▶ Supplied records
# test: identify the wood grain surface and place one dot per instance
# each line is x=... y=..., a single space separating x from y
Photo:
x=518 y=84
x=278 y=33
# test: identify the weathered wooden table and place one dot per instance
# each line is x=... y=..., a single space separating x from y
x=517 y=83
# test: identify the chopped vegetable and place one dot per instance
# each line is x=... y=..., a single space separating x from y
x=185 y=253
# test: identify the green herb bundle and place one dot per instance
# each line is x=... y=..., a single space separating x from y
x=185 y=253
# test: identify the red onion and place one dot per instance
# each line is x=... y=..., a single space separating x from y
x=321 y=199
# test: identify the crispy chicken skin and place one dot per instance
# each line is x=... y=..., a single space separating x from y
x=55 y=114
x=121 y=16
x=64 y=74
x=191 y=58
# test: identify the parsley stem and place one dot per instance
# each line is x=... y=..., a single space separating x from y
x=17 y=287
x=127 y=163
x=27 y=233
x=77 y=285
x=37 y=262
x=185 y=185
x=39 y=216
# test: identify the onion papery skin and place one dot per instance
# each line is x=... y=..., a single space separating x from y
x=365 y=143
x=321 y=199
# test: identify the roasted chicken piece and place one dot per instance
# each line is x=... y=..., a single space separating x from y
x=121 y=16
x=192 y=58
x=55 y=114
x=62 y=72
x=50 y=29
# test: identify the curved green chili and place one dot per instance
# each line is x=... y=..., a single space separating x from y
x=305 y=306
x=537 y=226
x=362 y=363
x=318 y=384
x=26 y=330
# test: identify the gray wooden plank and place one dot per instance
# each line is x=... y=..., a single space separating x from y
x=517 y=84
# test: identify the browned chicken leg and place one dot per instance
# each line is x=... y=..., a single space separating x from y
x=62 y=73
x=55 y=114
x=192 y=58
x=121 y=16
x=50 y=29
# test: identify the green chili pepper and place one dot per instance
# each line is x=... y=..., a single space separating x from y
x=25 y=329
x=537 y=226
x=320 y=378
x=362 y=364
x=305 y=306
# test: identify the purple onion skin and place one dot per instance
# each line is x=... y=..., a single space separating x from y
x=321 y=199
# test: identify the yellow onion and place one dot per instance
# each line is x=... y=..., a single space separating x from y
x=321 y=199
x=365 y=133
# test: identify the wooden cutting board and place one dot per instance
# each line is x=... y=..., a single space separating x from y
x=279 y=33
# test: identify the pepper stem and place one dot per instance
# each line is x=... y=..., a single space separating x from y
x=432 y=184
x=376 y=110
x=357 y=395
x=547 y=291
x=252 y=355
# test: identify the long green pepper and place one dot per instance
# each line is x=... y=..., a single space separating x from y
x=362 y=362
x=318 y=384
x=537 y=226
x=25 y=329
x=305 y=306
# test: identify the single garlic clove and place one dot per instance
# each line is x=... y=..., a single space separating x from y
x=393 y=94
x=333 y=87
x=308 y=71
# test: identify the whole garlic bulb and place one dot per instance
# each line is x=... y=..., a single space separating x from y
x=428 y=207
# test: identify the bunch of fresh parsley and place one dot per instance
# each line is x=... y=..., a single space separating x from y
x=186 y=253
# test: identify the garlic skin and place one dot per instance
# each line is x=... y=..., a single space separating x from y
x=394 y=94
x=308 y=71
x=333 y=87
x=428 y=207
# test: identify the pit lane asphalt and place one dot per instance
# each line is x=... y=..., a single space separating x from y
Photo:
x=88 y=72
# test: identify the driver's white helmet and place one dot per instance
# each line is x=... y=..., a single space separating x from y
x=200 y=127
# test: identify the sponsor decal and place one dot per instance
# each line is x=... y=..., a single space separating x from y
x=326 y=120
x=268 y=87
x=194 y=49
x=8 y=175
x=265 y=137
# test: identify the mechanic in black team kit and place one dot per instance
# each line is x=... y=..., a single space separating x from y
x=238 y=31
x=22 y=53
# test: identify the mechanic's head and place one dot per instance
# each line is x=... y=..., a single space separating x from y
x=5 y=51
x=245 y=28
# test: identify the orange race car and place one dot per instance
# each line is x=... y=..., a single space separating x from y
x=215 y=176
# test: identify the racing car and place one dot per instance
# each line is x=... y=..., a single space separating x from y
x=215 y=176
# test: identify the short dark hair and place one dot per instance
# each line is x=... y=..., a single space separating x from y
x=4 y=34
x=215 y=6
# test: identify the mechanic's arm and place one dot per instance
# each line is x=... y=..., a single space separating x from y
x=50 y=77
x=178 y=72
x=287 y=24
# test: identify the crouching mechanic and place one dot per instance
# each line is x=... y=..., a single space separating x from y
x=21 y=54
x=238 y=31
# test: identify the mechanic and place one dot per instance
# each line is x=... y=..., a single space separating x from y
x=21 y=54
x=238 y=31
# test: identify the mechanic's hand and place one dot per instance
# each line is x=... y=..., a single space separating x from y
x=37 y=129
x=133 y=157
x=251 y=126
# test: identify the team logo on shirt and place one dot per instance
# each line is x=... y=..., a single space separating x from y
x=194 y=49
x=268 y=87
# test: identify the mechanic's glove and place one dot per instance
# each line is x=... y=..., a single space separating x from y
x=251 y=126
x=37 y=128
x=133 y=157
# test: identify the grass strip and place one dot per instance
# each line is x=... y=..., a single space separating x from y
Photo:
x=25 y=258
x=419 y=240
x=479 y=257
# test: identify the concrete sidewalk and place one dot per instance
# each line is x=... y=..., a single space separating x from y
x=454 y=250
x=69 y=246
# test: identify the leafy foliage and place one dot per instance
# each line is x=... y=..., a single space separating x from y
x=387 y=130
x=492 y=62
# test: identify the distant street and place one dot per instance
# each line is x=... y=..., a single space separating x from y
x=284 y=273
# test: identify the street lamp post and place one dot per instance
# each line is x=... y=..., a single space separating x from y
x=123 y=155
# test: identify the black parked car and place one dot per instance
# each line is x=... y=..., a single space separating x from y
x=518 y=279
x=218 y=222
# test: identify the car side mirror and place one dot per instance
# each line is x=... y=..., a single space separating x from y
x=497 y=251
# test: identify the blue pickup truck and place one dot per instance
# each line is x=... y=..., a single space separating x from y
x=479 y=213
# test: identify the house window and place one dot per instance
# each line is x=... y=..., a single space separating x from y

▶ Requirement
Scale the data from the line containing "# test: identify the gray" through the line containing "x=365 y=133", copying every line, including those that begin with #, and multiplying each x and y coordinate by 0.9. Round the results to whole numbers, with halves rounded up.

▶ Solved exercise
# test: identify the gray wooden plank and place one dot per instance
# each line is x=... y=..., a single space separating x from y
x=465 y=76
# test: identify the browned chicken leg and place one dot per instance
# each line is x=... y=..., a single space separating x from y
x=56 y=66
x=50 y=103
x=173 y=52
x=109 y=14
x=45 y=26
# test: identify the green chili pepper and place one dot per instance
# each line is x=... y=..., a single space separating x from y
x=23 y=296
x=483 y=203
x=288 y=340
x=326 y=328
x=275 y=275
# test: identify the purple onion skin and place one dot per instance
# each line is x=... y=..., a single space separating x from y
x=289 y=179
# test: identify the yellow onion and place one dot per instance
# each line is x=... y=..., a single space separating x from y
x=289 y=179
x=329 y=120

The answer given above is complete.